• _Activity_: Run through the records and show each line that includes the string "arched".
==== Task inputs
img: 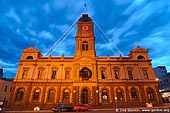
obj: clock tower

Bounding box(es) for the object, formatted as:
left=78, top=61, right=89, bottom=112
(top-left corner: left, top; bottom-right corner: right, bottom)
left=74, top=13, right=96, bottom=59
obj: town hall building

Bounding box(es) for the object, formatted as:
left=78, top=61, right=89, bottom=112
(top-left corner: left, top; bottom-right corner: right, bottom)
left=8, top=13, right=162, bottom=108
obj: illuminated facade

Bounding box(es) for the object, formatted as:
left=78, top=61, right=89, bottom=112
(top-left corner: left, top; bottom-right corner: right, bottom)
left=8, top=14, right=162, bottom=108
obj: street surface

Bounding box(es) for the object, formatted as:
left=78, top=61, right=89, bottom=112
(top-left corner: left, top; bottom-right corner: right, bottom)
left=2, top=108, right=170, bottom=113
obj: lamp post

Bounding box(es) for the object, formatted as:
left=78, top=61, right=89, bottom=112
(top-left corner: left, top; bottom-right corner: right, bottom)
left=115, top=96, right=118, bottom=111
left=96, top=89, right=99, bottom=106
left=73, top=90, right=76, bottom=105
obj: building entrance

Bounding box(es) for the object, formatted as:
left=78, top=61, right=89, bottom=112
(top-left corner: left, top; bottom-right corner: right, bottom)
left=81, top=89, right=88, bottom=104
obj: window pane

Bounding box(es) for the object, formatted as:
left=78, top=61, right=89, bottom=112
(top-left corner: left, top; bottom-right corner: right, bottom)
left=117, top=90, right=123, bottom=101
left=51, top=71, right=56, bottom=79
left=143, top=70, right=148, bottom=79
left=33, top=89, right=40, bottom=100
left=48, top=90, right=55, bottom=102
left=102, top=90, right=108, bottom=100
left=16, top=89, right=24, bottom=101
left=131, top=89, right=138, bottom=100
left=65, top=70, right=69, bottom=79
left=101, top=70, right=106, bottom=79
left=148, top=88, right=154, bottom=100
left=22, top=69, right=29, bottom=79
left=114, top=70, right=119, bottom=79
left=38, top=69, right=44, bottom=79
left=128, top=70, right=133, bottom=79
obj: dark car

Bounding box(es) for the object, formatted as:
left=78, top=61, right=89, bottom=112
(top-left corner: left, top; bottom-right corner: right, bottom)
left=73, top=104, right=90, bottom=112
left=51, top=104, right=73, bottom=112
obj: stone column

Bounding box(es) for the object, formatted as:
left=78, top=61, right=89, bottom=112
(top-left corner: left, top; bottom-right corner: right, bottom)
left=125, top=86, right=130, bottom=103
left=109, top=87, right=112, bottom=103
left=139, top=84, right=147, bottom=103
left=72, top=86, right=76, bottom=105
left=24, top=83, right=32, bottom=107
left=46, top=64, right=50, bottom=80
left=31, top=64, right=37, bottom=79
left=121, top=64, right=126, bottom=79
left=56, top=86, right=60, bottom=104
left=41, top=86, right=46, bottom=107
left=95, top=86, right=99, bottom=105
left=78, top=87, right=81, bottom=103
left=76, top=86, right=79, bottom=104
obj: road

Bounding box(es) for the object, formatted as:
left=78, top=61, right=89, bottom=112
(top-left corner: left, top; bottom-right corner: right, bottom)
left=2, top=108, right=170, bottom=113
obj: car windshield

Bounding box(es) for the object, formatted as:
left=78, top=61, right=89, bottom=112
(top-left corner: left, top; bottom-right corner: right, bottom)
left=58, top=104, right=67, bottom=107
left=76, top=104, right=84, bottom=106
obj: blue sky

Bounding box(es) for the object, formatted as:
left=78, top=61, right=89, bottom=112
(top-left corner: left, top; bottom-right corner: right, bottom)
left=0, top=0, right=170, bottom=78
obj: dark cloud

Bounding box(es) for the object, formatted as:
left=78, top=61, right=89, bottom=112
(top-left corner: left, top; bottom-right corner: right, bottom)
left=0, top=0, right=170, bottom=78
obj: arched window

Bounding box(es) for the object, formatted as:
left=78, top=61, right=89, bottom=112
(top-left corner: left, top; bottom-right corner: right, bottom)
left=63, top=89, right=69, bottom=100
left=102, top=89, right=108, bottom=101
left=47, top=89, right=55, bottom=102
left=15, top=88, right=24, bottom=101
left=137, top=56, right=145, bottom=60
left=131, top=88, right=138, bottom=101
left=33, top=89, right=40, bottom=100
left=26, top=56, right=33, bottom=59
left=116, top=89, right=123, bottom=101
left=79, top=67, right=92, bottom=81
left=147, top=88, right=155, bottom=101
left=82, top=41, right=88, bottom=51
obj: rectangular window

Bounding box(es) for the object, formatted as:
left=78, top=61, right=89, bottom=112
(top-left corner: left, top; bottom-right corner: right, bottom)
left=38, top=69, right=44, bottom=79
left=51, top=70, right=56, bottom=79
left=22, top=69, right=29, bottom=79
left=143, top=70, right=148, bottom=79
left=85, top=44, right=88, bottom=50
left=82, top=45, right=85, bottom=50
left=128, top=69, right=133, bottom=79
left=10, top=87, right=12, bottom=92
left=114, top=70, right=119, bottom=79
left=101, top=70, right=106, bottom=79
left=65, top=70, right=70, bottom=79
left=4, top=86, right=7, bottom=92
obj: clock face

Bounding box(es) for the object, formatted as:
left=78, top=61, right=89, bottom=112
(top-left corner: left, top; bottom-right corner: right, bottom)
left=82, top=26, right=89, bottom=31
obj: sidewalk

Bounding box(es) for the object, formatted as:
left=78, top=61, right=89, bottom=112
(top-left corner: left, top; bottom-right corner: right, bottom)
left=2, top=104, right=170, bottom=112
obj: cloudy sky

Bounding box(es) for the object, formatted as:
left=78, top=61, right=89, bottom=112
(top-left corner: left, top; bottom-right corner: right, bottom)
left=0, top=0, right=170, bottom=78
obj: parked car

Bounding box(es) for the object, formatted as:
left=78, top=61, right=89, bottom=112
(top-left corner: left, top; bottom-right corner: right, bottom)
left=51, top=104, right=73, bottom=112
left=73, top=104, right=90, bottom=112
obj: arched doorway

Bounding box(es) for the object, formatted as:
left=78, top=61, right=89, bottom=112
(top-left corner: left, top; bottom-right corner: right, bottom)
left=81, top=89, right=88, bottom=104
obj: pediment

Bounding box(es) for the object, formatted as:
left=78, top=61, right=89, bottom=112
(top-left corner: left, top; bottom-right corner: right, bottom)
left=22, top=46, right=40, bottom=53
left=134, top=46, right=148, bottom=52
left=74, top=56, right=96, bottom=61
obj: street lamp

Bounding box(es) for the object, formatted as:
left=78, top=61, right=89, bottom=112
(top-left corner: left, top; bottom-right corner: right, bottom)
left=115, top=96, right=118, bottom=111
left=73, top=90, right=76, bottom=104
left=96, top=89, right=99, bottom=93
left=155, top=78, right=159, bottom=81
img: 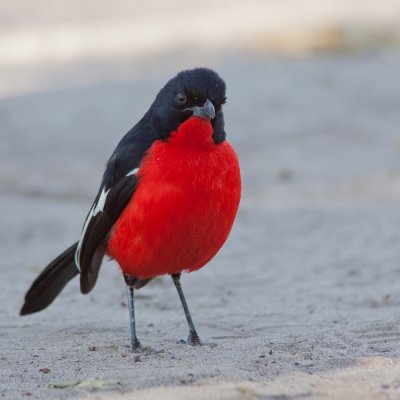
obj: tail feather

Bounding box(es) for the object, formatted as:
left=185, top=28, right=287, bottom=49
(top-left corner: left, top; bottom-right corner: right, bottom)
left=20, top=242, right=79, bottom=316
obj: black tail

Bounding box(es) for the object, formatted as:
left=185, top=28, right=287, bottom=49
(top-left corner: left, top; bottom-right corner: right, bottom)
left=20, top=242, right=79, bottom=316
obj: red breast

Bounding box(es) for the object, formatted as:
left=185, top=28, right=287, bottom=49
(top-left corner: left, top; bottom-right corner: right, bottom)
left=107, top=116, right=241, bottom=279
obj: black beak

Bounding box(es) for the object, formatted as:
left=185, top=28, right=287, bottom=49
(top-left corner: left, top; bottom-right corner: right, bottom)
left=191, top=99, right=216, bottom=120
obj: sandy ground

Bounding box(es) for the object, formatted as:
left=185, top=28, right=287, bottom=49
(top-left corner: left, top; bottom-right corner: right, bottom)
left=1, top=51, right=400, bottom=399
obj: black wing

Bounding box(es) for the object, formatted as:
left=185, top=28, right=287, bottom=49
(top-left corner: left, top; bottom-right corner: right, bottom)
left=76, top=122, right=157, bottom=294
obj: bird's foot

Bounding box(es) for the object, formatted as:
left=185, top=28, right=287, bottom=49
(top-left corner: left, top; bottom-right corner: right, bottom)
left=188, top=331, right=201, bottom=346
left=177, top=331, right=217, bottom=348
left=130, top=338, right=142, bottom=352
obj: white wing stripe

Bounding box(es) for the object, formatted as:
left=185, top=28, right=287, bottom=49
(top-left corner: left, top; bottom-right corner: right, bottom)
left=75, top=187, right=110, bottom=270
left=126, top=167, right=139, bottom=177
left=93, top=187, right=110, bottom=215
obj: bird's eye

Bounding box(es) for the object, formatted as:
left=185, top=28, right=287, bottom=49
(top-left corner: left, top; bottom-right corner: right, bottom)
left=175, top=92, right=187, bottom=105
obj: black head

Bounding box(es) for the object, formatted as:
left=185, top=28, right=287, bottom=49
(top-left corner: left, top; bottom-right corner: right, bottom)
========
• _Solution for this task_:
obj: arched window
obj: arched doorway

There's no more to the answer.